Directions | Reproduce the listing below in full and without alteration, apart from its pictures.

Records supplied |
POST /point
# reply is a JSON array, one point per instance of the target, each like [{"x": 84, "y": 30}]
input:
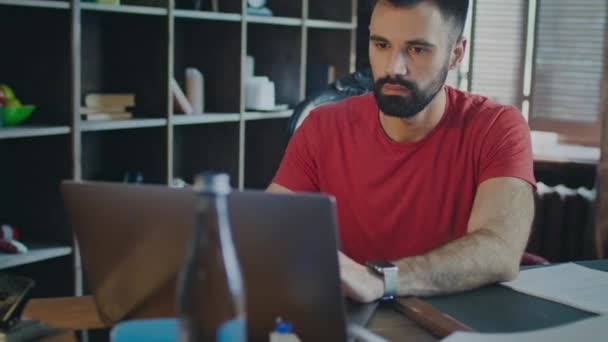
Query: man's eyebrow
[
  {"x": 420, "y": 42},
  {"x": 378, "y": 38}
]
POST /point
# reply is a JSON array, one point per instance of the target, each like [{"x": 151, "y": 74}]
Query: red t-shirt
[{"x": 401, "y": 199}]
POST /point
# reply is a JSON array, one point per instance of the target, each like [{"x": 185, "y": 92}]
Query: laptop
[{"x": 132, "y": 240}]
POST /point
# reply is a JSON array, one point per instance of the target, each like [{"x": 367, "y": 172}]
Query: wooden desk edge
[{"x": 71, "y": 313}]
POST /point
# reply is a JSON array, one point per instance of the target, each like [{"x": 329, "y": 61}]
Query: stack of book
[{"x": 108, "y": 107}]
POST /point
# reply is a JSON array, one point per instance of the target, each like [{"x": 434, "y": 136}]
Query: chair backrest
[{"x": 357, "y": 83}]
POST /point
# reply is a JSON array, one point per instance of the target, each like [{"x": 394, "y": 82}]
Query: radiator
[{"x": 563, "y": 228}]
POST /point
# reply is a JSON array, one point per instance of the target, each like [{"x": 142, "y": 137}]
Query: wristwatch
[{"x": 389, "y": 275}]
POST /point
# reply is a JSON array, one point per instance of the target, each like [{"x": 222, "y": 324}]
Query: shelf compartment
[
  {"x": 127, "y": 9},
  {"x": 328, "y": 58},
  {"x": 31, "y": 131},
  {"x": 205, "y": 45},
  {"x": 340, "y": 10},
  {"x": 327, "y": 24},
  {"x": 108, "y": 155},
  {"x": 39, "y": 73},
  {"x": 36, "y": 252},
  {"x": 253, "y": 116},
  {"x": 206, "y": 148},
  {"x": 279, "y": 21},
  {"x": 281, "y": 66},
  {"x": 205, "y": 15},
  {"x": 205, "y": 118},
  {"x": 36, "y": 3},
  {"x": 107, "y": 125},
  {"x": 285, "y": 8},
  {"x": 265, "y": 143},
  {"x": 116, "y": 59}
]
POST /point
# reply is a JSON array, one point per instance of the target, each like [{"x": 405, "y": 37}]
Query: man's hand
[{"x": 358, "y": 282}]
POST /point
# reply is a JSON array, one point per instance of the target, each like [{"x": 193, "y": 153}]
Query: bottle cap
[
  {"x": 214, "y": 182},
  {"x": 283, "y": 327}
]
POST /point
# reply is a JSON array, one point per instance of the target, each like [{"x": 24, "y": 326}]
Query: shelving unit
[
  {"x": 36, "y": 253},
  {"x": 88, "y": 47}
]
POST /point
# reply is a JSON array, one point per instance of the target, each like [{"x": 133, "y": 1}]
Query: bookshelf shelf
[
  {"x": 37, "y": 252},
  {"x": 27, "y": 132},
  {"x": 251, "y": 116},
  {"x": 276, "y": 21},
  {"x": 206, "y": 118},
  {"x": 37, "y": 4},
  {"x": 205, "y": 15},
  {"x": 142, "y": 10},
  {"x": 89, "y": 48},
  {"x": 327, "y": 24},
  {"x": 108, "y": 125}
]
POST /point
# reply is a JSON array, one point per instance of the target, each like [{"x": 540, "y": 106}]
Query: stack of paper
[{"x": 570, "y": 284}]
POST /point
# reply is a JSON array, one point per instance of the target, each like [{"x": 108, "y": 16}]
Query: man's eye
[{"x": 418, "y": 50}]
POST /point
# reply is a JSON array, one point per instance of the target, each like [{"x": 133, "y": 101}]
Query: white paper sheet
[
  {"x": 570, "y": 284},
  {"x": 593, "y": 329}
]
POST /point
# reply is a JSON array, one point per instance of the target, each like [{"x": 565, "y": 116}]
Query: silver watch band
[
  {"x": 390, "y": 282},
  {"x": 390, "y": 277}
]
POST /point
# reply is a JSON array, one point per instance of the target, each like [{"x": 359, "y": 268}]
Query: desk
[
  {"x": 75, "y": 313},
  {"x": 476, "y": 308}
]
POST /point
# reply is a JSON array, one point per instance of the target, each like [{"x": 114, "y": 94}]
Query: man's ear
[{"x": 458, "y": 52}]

Problem solution |
POST /point
# reply is a JSON array, one point per instance of the target, each like [{"x": 84, "y": 30}]
input:
Query: man's eyebrow
[
  {"x": 420, "y": 42},
  {"x": 378, "y": 38}
]
POST /point
# reply is a JSON array, one point per instance of the target, each like [{"x": 151, "y": 74}]
Query: red t-shirt
[{"x": 401, "y": 199}]
POST /point
# reply is a JSON array, one point per instance of the target, each like [{"x": 185, "y": 92}]
Query: laptop
[{"x": 132, "y": 240}]
POST /point
# reply is a JSON array, one point per instance of the target, each like [{"x": 367, "y": 172}]
Query: wooden desk edge
[{"x": 71, "y": 313}]
POST /point
# reply is a JSON array, one point per instance of the target, each like [{"x": 329, "y": 61}]
Query: stack of book
[{"x": 108, "y": 107}]
POST /point
# reply is a JSON array, one point per instance of the target, each like [{"x": 434, "y": 136}]
Query: chair backrest
[{"x": 357, "y": 83}]
POST /point
# reply is a JSON array, one point per instance of the target, each like [{"x": 394, "y": 82}]
Query: radiator
[{"x": 563, "y": 228}]
POST /point
# reply is a JSON array, one point per instance of the target, each like [{"x": 142, "y": 137}]
Query: wristwatch
[{"x": 389, "y": 275}]
POST /point
# reply is a JSON array, one point per instance of the target, each like [{"x": 222, "y": 324}]
Query: shelf compartment
[
  {"x": 127, "y": 9},
  {"x": 328, "y": 58},
  {"x": 31, "y": 131},
  {"x": 205, "y": 45},
  {"x": 340, "y": 10},
  {"x": 327, "y": 24},
  {"x": 108, "y": 155},
  {"x": 39, "y": 73},
  {"x": 36, "y": 252},
  {"x": 253, "y": 116},
  {"x": 206, "y": 148},
  {"x": 279, "y": 21},
  {"x": 281, "y": 66},
  {"x": 205, "y": 15},
  {"x": 205, "y": 118},
  {"x": 36, "y": 3},
  {"x": 107, "y": 125},
  {"x": 285, "y": 8},
  {"x": 265, "y": 143},
  {"x": 116, "y": 59}
]
POST /point
# reply is a JSON array, one point per instance of the target, each like [{"x": 405, "y": 37}]
Query: man's hand
[{"x": 358, "y": 282}]
POST /point
# reply is a JSON array, one point per instance of the target, each like [{"x": 193, "y": 153}]
Query: bottle cap
[
  {"x": 214, "y": 182},
  {"x": 283, "y": 327}
]
POST /point
# reply is a JSON array, one point per instance of the target, each like [{"x": 24, "y": 326}]
Query: shelving unit
[
  {"x": 36, "y": 253},
  {"x": 88, "y": 47}
]
POST /point
# reply is a JSON array, one point per instance of the target, each like [{"x": 133, "y": 1}]
Query: bookshelf shelf
[
  {"x": 37, "y": 252},
  {"x": 27, "y": 132},
  {"x": 251, "y": 116},
  {"x": 276, "y": 21},
  {"x": 206, "y": 118},
  {"x": 37, "y": 4},
  {"x": 205, "y": 15},
  {"x": 142, "y": 10},
  {"x": 89, "y": 48},
  {"x": 327, "y": 24},
  {"x": 108, "y": 125}
]
POST /point
# reply is a JSON array, one point per instance of the target, each like [{"x": 540, "y": 106}]
Query: stack of paper
[{"x": 570, "y": 284}]
POST /point
# reply is a JSON array, one point per instance of the target, each like [{"x": 108, "y": 16}]
Query: man's eye
[{"x": 418, "y": 50}]
POST /point
# reply is a JSON array, one point per instance of the target, each like [{"x": 133, "y": 101}]
Query: white paper sheet
[
  {"x": 570, "y": 284},
  {"x": 593, "y": 329}
]
POST /point
# reply is a JSON array, one point per instance of the target, each like [{"x": 565, "y": 116}]
Query: silver watch band
[
  {"x": 390, "y": 282},
  {"x": 390, "y": 277}
]
POST /point
# reply is a JSON array, one point per instance of the target, each like [{"x": 359, "y": 268}]
Query: desk
[
  {"x": 75, "y": 313},
  {"x": 476, "y": 308}
]
POST /point
# reply is a JSON array, one point per instance of the target, each like [{"x": 114, "y": 94}]
Query: man's ear
[{"x": 458, "y": 52}]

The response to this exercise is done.